◆ What you will do: The records are to be restated in their entirety, word for word.

======== Records shown

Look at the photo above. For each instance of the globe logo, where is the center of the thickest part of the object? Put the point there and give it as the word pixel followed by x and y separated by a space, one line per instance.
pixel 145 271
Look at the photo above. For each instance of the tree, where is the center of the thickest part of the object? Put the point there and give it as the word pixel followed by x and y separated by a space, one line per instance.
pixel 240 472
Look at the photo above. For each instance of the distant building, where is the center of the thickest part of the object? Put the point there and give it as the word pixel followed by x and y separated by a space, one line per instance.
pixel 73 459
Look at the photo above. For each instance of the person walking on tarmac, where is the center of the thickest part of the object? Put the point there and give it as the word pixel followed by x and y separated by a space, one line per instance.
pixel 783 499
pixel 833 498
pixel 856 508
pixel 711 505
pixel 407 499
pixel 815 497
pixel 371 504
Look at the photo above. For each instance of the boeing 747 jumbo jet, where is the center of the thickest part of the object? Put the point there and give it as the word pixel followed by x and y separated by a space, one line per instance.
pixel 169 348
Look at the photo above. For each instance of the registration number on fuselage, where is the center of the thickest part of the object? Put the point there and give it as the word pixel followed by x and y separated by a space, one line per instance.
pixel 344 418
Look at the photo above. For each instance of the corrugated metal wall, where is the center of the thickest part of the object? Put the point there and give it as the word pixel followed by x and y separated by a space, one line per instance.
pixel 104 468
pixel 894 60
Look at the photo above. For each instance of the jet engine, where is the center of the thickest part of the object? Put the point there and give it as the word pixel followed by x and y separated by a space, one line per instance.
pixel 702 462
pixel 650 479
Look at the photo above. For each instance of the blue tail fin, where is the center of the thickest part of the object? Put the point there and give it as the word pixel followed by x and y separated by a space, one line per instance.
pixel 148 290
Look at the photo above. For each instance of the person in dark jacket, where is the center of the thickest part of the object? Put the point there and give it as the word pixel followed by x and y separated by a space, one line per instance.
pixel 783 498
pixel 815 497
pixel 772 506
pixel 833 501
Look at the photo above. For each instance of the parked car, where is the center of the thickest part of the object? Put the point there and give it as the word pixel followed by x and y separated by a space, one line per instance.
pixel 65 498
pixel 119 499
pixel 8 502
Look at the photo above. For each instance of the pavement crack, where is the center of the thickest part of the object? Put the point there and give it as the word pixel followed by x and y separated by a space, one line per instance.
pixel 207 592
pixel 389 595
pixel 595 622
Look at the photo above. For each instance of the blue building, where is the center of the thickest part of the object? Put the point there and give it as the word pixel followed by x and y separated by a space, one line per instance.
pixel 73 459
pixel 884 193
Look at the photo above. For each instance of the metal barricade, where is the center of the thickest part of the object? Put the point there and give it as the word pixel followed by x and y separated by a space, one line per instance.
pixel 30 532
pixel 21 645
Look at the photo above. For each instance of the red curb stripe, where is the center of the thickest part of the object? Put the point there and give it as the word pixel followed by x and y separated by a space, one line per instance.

================

◆ Answer for this exercise:
Look at the photo above. For each instance of the globe logo, where is the center of the thickest part of the object? Put the point there and give it as the word pixel followed by x and y separated by a space, one line per instance.
pixel 145 271
Look at the photo above. For each instance of the tree, where is the center of the thickest part of the object? Put the point there and give it as the word pixel followed by x and y separated by a space, one line per instance.
pixel 240 472
Look at the photo above. For each instance of the distant building, where is the center of the thickest part of the object? Put the point there and give it as the word pixel followed by x and y separated by a space, one line per instance.
pixel 73 459
Look at the photo above. For each instance of the person walking on tarmac, where is the center of the thickest part of the object? Put the point there and give it as the word pixel followed by x and y separated by a space, one line per instance.
pixel 783 499
pixel 833 498
pixel 856 508
pixel 711 505
pixel 407 499
pixel 815 497
pixel 371 504
Look at the photo above. For each instance of the boeing 747 jumbo jet, where is the center of the thickest part of the object? Put the point there and give it as the word pixel followed by x and y separated by a space, one line per instance.
pixel 169 348
Look at the photo above. For each instance of the registration number on fuselage, where is the center of the thickest part of the object? Put the point there and give it as the word pixel followed by x and y separated by a space, one line per instance.
pixel 344 418
Look at the photo above. For each instance of the corrugated metal wall, where is the center of the thickest part of the object? Put the point there and give it as the word pixel followed by x and y separated by a space, one line per instance.
pixel 104 468
pixel 894 60
Look at the photo above. For each instance of the jet engine, where is the center of the thickest part of the object? Put the point there and give it as the word pixel followed by x and y separated by a space, one line per instance.
pixel 702 462
pixel 650 479
Look at the photo above. For each instance of the blue tail fin, where is the center of the thickest part of the object? Put the point there and give it as the word pixel followed by x and y separated by a space, one line per instance.
pixel 148 290
Look at the photo above. For each instance of the person in dark jacket, where is the center of the thickest part of the object? Put the point there and give it as the word pixel followed by x and y separated by a space, one line per instance.
pixel 783 498
pixel 815 497
pixel 772 506
pixel 833 501
Look at the photo above. For each instance of the parked car, where is the center of the thickest part of the object? Put the point there and give it as the word pixel followed by x and y separated by a space, one line per instance.
pixel 65 498
pixel 119 499
pixel 8 502
Look at the photo above. For each instance of the pavement crack, where is the center of the thickest part of the object? Put the point there and give it as the word pixel followed by x and y separated by a space, one line per instance.
pixel 207 592
pixel 389 595
pixel 595 622
Look at the photo above. For each instance of the blue building, where is the center of the thickest part of the object? Put the point there and give it as the word pixel followed by x and y separated by a space, one line per instance.
pixel 73 459
pixel 884 193
Look at the photo above. For each instance of the metal barricade, where is the center of the thickest part of the object? Put the point there and give it as the word pixel followed by x and y separated by a space, one line per instance.
pixel 30 532
pixel 21 645
Look at the photo above. For each instance of the red curb stripe, where is the center of the thickest part of the object? Put the point there and give it as the word pixel followed by x and y separated by a space, one line per instance.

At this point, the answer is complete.